■ **Assignment**
Once you find the line below that contains "My supervisor is asking — can you please detect the blue", write it out along with every later line exactly as given, stopping only when the records end. Omit the pictures.

■ **Material shown**

-------

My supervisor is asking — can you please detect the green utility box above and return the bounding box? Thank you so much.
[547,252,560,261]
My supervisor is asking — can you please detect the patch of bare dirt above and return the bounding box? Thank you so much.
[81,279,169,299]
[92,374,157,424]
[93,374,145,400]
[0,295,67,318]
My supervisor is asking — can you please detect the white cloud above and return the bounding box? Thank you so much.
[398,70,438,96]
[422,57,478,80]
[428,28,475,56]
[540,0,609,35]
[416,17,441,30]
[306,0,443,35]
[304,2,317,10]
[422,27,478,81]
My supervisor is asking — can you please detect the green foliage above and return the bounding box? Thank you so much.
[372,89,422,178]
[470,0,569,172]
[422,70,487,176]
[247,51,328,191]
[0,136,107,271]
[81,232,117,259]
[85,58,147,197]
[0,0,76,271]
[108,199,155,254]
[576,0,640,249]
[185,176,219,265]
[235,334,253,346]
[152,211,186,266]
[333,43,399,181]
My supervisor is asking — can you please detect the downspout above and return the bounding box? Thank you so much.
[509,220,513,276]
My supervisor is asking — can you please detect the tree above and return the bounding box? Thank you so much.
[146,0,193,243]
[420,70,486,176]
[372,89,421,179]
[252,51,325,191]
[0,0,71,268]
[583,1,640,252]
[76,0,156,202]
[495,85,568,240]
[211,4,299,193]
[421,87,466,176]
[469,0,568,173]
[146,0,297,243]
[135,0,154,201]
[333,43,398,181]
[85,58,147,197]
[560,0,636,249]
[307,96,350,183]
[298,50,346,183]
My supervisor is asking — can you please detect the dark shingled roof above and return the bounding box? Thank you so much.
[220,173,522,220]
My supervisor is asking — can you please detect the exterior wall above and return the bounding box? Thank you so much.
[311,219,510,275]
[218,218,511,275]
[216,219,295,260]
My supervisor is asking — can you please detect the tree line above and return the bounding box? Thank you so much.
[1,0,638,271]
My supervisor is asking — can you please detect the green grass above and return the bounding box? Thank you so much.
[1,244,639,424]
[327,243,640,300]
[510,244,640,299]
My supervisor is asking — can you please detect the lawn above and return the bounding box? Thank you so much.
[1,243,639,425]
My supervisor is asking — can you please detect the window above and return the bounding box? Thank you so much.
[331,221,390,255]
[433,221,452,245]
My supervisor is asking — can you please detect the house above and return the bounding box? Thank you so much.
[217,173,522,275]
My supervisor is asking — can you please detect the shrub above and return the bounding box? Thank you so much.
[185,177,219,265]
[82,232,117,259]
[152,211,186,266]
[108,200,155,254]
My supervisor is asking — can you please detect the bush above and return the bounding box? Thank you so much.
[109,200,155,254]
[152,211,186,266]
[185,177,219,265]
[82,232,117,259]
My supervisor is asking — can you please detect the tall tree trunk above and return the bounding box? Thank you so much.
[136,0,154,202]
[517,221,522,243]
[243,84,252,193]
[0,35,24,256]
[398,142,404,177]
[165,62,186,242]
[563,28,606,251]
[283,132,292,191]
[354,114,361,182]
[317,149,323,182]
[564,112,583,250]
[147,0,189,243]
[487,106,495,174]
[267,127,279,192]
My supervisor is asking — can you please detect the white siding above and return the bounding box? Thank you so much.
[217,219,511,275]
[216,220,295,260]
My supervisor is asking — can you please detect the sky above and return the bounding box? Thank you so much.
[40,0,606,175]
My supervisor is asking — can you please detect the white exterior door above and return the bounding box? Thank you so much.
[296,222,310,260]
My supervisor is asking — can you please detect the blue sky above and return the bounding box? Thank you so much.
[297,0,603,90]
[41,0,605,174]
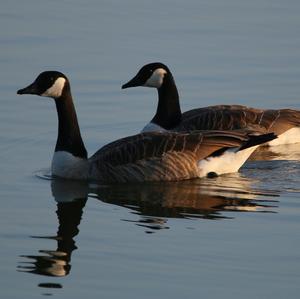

-------

■ **Output of the task**
My supervisor is asking — can you please detect the blue sky above and return the bounding box? Thank you so much.
[297,0,603,90]
[41,0,605,174]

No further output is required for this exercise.